# [Given task]
What follows is a set of records, each of which is to be written out exactly.

[Items listed in a dataset]
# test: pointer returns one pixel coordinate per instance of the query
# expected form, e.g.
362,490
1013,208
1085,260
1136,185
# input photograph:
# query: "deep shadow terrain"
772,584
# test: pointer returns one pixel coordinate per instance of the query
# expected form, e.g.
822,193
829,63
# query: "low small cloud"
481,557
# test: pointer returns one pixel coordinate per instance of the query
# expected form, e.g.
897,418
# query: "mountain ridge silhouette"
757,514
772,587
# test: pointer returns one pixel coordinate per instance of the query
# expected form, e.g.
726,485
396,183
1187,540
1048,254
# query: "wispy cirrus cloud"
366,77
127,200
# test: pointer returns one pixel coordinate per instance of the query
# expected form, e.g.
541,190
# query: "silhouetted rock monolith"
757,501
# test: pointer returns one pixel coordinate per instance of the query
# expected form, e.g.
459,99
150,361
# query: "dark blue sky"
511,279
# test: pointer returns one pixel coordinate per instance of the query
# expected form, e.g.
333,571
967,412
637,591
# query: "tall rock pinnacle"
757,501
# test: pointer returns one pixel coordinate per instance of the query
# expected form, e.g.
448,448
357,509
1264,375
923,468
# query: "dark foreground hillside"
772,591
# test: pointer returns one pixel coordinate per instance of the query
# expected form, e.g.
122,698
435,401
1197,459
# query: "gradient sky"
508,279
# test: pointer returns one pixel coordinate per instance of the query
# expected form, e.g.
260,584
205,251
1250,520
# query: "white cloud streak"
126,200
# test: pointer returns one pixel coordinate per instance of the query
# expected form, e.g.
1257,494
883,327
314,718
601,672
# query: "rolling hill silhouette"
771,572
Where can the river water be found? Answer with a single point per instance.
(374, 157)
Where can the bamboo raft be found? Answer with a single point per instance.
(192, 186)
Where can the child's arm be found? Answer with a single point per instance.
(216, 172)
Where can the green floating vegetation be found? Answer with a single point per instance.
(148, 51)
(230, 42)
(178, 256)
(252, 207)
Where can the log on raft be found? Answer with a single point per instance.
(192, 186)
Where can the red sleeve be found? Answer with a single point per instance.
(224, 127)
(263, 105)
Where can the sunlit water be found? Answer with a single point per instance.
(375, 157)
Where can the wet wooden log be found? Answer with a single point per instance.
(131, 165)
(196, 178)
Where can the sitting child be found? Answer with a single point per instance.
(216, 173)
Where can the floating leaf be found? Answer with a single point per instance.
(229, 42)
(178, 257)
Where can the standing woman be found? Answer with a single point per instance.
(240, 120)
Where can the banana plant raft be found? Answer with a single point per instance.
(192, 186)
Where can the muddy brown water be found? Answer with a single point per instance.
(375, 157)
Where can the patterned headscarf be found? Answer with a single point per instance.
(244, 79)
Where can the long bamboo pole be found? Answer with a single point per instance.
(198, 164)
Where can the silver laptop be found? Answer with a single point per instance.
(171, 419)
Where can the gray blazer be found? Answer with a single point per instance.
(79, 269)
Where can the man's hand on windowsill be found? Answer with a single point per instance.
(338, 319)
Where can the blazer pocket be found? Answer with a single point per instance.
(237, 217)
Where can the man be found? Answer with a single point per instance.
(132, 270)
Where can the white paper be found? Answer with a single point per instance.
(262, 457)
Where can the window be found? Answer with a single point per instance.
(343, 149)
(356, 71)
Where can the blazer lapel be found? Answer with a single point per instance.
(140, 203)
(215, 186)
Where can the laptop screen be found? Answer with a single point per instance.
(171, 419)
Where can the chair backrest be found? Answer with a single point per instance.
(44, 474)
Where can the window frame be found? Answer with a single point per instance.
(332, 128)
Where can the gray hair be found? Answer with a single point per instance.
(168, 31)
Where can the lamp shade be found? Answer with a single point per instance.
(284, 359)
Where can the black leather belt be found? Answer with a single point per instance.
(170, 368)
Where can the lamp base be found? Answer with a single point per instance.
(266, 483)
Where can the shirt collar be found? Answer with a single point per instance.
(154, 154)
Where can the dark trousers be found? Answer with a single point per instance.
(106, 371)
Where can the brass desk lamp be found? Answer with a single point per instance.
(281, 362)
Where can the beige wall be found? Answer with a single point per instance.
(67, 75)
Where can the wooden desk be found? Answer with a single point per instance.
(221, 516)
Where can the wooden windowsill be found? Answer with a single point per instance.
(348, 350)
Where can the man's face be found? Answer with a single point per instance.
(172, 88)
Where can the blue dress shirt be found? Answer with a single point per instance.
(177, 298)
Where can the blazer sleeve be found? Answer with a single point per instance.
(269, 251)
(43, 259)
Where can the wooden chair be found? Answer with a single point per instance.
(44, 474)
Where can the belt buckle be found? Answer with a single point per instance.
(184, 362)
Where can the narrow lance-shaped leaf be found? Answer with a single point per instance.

# [Response for this exercise]
# test: pointer returns one pixel coordinate per instance of the query
# expected form, e.g.
362,490
1013,208
1085,260
1136,185
# input photograph:
# query: "deep shadow terrain"
772,584
# test: pointer returns one pixel coordinate per instance of the query
# expected form, e.g.
822,193
829,63
# query: "low small cloud"
481,557
# test: pointer returns one pixel coordinate per instance of the query
# expected form, e.g.
897,418
# query: "mountain ridge silhouette"
757,514
772,587
# test: pointer returns one pixel coordinate per instance of the query
# expected form, e.g.
726,485
396,183
1187,540
1048,254
# query: "wispy cirrus cloud"
366,77
127,200
# test: pointer returns one pixel coordinate per instance of the query
# expected form, e.g.
541,190
# query: "silhouetted rock monolith"
757,501
# test: pointer returns one pixel coordinate per instance of the query
# expected form, e.g.
459,99
150,361
# query: "dark blue sky"
511,279
# test: pointer returns one pixel coordinate per instance of the query
# expected form, e.g.
333,571
967,412
637,591
# query: "tall rock pinnacle"
757,501
# test: pointer returns one pixel coordinate per instance of the query
# expected form, e.g.
448,448
357,509
1264,375
923,468
# query: "dark foreground hillside"
772,591
# test: pointer returns one pixel coordinate per instance of the query
# expected form, e.g.
122,698
435,401
1197,459
# query: "gradient sky"
508,279
# test: pointer returns one pixel coordinate per instance of the query
# expected form, e.g.
260,584
205,251
1250,520
# query: "white cloud streak"
126,200
# test: pointer returns one pixel coordinate per instance of the query
# expected form, e.g.
1257,494
883,327
314,718
601,672
# query: "rolling hill silhouette"
771,572
Where can the river water be found? Answer with a single point per instance.
(374, 157)
Where can the bamboo raft be found? Answer with a single point per instance.
(192, 186)
Where can the child's arm be found? Answer with a single point per instance.
(216, 172)
Where can the green floating vegetation be found? Answer with a single point per instance.
(148, 51)
(230, 42)
(178, 256)
(252, 207)
Where can the log on raft be found? Answer with a single point per instance.
(192, 186)
Where can the red sleeve be found? Answer with a single point per instance.
(224, 127)
(263, 105)
Where can the sunlit water be found? Answer with a single point per instance.
(375, 157)
Where can the wet wooden log be found? Answer with a single point per instance.
(131, 165)
(196, 178)
Where can the sitting child be found? Answer with a single point per instance.
(216, 173)
Where can the floating leaf be found? Answer with a single point per instance.
(229, 42)
(178, 257)
Where can the standing woman be found? Answer with a single point per instance.
(240, 120)
Where can the banana plant raft be found? Answer with a single point per instance.
(192, 186)
Where can the muddy brown water be found? Answer with a single point per instance.
(375, 157)
Where can the patterned headscarf be found? Answer with a single point per instance.
(244, 79)
Where can the long bamboo pole be found? Answer with a single point per instance.
(198, 164)
Where can the silver laptop be found? Answer with a single point per instance.
(171, 419)
Where can the gray blazer be found? Answer with a single point per instance.
(79, 269)
Where can the man's hand on windowsill be found? Answer with a single point per instance.
(338, 319)
Where can the blazer pocket be found? Answer with a single point per instance.
(237, 217)
Where can the man be found? Answer with a single point per instance.
(132, 270)
Where can the white paper be found? Answer with a single point per instance.
(262, 457)
Where can the window be found? Answer with a single point per instance.
(343, 149)
(356, 71)
Where can the blazer lapel be found? Answer with a single point per instance.
(140, 203)
(215, 186)
Where can the laptop screen be found? Answer with a single point per instance.
(171, 419)
Where can the chair backrest be found? Answer with a single point per instance.
(44, 474)
Where can the window frame be found? Answer with a single point per instance.
(332, 128)
Where can the gray hair be found? Answer with a single point per instance.
(168, 31)
Where can the lamp shade be found? Answer with a single point per instance.
(284, 359)
Where can the black leather belt be found? Answer with a single point per instance.
(170, 368)
Where can the lamp base be found? Answer with a single point per instance.
(266, 483)
Where can the shirt collar be found? Answer with a single point per instance.
(154, 154)
Where can the dark trousers be found? Answer with a single point per instance.
(106, 371)
Where can the brass desk lamp be found? Answer with a single point per instance.
(281, 362)
Where can the beige wall be found? Answer with a single point per instance.
(67, 75)
Where can the wooden desk be found? Answer with a single point per instance.
(221, 516)
Where can the wooden windowsill be found? Answer with a single point per instance.
(348, 350)
Where can the man's face be found? Answer with a single point per instance.
(172, 88)
Where can the blue dress shirt be found? Answer with a single point per instance.
(177, 298)
Where can the blazer sleeve be found? Answer with a single point per instance.
(269, 251)
(43, 259)
Where can the wooden chair be found? Answer with a single point per instance.
(44, 474)
Where can the belt buckle be found? Answer with a single point per instance.
(184, 362)
Where can the narrow lance-shaped leaf be found? Answer with a single point per instance.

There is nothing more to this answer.